-------- Study text
In Hindu tradition, when a man dies, his spouse undergoes a set of rituals that commence her widowhood. She becomes bidhawa (widow). Her female relatives remove all red clothes and ornaments such as bangles and vermillion which signifies her auspicious married life.
Her brightly coloured red sari is now replaced with a ‘white sari’ confining her within the tight social constructs. Because of these socially built practices, many Hindu widowed women are suffering from the plight of widowhood. She was considered as a Laxmi of the house but she suddenly turned into an inauspicious widow in a moment. She gets new identity that is often taken as a liability at home and in community. It is quite puzzling to see how “Sauvagya” as a married woman changes into “Abhagya” after the death of the husband.
The very idea of remarriage for an upper caste Hindu widow, even if she is childless, is beyond imagination. Widow marriage was considered sacrilege, barring a few exceptions. Thus, she lives in isolation in the remaining years though she was in no way responsible for the death of her husband.
During my research conducted at Devghat in Chitwan in central Nepal, I got an opportunity to have a closer look at the lives of many widows. Head shaven, they wear a dull white sari and refrain from delicious food and spices such as onions, and garlic which have medicinal qualities, too. They live on old-age allowance with no strong social support network. I had a horrible impression about them: how innocent women were reduced into a life of abject poverty, humiliation and sufferings.
----------------
-------- Records
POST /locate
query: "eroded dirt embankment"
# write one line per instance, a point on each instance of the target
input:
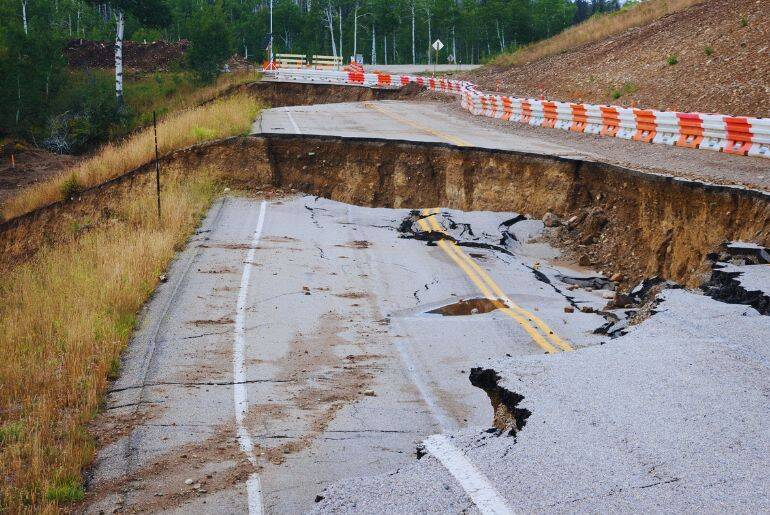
(624, 221)
(293, 94)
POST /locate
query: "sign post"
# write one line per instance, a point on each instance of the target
(437, 45)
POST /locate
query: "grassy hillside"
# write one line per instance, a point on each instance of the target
(710, 57)
(69, 310)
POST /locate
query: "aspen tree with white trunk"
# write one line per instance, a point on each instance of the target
(328, 14)
(150, 13)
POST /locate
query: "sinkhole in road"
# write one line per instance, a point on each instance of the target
(465, 307)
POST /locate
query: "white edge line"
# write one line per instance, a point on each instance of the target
(291, 119)
(240, 397)
(478, 487)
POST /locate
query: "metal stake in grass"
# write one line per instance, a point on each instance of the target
(157, 163)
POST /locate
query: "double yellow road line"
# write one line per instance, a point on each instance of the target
(538, 330)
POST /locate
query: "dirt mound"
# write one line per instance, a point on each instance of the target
(712, 57)
(144, 57)
(22, 166)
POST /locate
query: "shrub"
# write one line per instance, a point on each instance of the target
(627, 89)
(65, 490)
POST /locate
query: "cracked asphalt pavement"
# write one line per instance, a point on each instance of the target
(304, 353)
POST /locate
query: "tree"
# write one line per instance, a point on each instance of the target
(210, 43)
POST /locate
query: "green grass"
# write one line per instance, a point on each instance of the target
(11, 432)
(628, 88)
(65, 490)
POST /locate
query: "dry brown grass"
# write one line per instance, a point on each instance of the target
(65, 316)
(595, 29)
(218, 119)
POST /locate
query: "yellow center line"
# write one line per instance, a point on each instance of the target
(488, 287)
(440, 135)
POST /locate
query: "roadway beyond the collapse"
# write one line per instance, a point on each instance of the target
(446, 122)
(307, 354)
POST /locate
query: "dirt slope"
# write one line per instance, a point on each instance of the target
(146, 57)
(734, 79)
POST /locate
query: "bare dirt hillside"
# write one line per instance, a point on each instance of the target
(148, 57)
(712, 57)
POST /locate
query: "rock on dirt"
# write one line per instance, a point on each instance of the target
(721, 54)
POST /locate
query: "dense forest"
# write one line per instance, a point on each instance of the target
(40, 98)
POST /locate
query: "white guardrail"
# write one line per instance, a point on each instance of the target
(729, 134)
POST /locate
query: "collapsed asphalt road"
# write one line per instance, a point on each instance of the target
(302, 341)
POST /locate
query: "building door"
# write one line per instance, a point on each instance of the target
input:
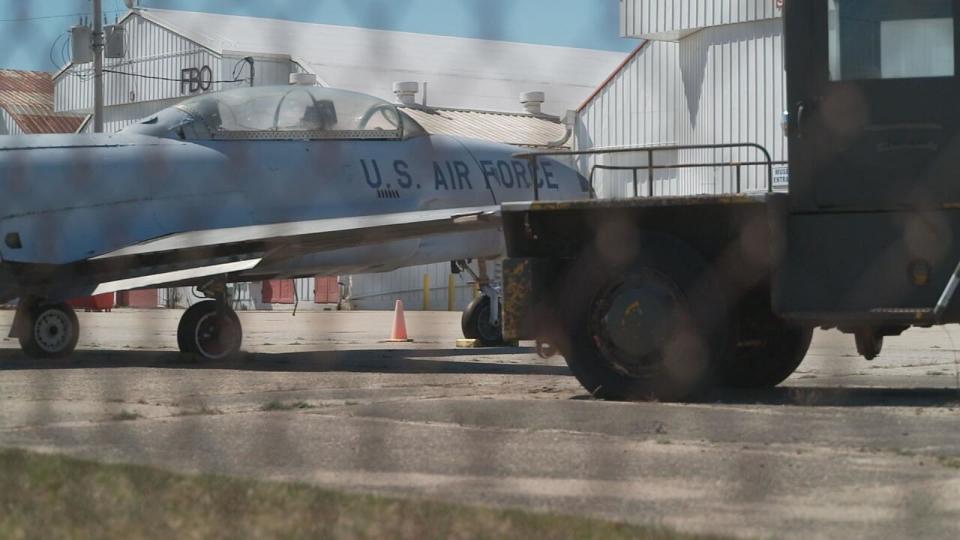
(873, 109)
(278, 291)
(327, 290)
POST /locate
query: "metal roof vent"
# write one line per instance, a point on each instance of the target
(533, 102)
(406, 92)
(303, 79)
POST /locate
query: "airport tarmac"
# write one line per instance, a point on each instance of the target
(846, 448)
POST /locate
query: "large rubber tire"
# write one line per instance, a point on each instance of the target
(475, 323)
(50, 331)
(767, 355)
(209, 333)
(653, 329)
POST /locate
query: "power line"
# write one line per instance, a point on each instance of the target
(64, 16)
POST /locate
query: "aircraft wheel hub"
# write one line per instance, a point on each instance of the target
(53, 330)
(217, 336)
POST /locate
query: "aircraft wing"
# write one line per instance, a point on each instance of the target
(190, 256)
(298, 238)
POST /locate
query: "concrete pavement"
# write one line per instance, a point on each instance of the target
(845, 448)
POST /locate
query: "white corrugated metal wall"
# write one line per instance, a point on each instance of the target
(152, 51)
(637, 107)
(735, 90)
(648, 17)
(721, 84)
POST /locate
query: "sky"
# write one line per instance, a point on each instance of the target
(33, 32)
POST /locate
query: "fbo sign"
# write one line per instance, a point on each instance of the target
(193, 80)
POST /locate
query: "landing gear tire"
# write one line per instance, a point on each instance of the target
(476, 324)
(652, 330)
(208, 331)
(767, 360)
(50, 331)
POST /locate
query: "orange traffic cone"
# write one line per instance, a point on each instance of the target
(399, 333)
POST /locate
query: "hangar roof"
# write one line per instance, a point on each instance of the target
(27, 96)
(520, 129)
(462, 72)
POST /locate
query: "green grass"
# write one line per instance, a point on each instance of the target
(949, 461)
(126, 416)
(56, 497)
(284, 406)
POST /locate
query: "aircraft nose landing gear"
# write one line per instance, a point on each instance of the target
(210, 329)
(47, 330)
(481, 319)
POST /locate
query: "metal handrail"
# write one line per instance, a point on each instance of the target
(636, 168)
(650, 167)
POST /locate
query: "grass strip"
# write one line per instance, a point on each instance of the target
(45, 496)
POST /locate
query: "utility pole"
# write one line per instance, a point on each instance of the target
(98, 66)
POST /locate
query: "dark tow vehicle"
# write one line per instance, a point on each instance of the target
(660, 298)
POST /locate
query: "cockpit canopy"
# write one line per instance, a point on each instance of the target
(287, 112)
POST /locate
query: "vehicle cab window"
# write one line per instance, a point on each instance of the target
(291, 112)
(891, 39)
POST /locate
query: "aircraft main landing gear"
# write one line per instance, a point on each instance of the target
(46, 330)
(481, 319)
(211, 329)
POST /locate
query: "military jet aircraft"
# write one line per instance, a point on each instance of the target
(243, 185)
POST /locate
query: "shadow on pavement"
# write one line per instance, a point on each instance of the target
(432, 361)
(838, 397)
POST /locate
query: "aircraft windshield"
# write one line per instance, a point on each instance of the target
(291, 112)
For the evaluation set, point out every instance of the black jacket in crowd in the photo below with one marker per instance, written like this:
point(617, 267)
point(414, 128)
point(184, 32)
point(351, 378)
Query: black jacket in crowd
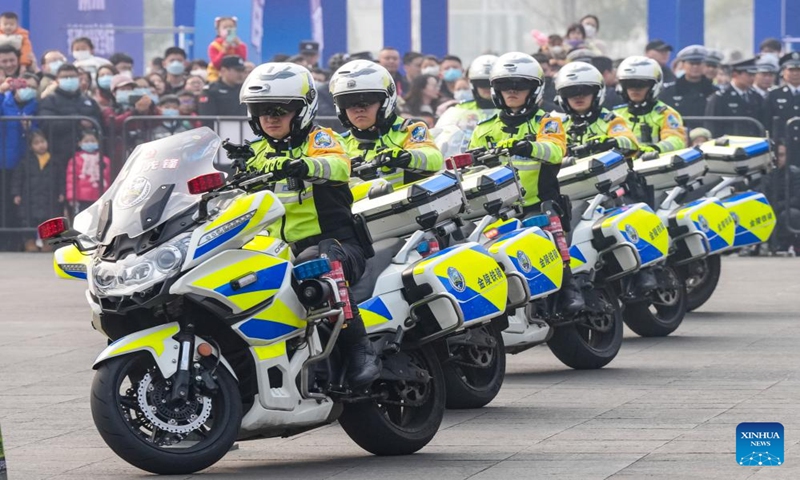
point(730, 103)
point(62, 135)
point(781, 105)
point(221, 99)
point(688, 98)
point(39, 189)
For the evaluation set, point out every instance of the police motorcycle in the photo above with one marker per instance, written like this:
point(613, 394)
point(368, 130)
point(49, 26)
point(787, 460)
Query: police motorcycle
point(655, 301)
point(735, 164)
point(529, 251)
point(216, 336)
point(473, 361)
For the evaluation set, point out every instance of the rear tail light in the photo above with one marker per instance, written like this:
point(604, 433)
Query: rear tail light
point(53, 228)
point(206, 183)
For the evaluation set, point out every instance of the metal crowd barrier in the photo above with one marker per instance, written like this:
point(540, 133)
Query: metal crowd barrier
point(719, 126)
point(32, 191)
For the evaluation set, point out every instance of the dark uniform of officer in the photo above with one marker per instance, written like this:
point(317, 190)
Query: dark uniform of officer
point(688, 95)
point(739, 100)
point(783, 103)
point(221, 98)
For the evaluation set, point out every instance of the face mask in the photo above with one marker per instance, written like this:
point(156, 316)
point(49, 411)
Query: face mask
point(54, 66)
point(452, 74)
point(69, 84)
point(200, 73)
point(104, 81)
point(123, 96)
point(463, 95)
point(90, 147)
point(81, 54)
point(26, 94)
point(176, 68)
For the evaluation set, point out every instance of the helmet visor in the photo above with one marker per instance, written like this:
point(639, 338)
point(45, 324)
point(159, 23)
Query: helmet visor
point(359, 99)
point(578, 91)
point(636, 83)
point(274, 109)
point(502, 84)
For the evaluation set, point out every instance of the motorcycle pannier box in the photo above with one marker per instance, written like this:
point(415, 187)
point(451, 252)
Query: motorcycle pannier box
point(628, 232)
point(403, 211)
point(465, 273)
point(700, 227)
point(737, 155)
point(602, 172)
point(532, 253)
point(672, 169)
point(753, 217)
point(491, 185)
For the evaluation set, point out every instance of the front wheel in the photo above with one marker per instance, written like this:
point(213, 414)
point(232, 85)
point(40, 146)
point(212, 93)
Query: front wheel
point(663, 310)
point(701, 278)
point(476, 369)
point(408, 415)
point(135, 416)
point(595, 339)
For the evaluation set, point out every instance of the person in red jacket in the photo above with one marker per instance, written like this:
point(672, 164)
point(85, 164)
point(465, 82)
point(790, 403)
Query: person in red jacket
point(226, 43)
point(88, 173)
----------------
• _Things to do_:
(1) According to the passage on Hindu widowhood, where was the research on widows' lives carried out?
(2) Carry on the passage about Hindu widowhood from its final sentence.

• _Per-task answers_:
(1) At Devghat in Chitwan, in central Nepal.

(2)
Besides, the initial sufferings, grief, and loneliness, the widows go through the role reversal. First, a woman who loses her husband has to readjust the basis of her entire life and work: whom she lives with, how she earns her livelihood, whether she owns her husband's property and so on. Second, the negotiations involved in these adjustments are typically much easier if she has adult sons and/or supportive parents and brothers. Third, most widows receive very little support from their in-laws.
As a result, many women have chosen to live in religious place like Devghat where they get security, food and basic shelter. They have sense of belonging, with spiritual happiness and peace in mind. They shared that their stay at Devghat is much happier than living at the houses of late husbands. Almost all their stories reflect the same tale of discrimination they face in course of earning livelihood and participating in the family and social affairs. They abruptly witness decline in power relations and socio-economic status. For many widows, getting social support networks and realising a dignified role remains a far cry. “Ram knows my destiny and I am still waiting for my colourful day,” says, Dharani Sharma, 75, who became widow in her teens.
It is common scene when widows become victims of abuse, neglect and violence at the hands of family members and society. Here are fewer cases when widows secure property. Even if some gets the benefits, they have to go to whole struggle with the family. This unfairness and abuse meted out to women was perhaps never a part of the values originally enshrined in Sanatana Dharma. Didn’t Damayanti have another swayamvara and search for her next bridegroom when she was widowed on the presumed death of Nala? How else can one explain Sugreeva marrying his elder brother and Vanara king Vaali’s wife, that too after conspiring with Rama, and killing him? Or Vibhishana, the brother of the Lanka King Ravana, marrying his wife Mandodari after Ravana’s death? Or Tulsi married with Lord Vishnu after her husband was killed by Lord Siva, to name some instances.
Harbingers of bad luck!
Many widows been sneered at and are accused of being harbingers of bad luck and being responsible for failure of their relatives. With the social constructivism on widowhood, even many educated widows left their job for fear of being ridiculed by the society. This is not to say, that, all widows have been deprived of their right to life. But, in our society, many surely falls prey to stigma.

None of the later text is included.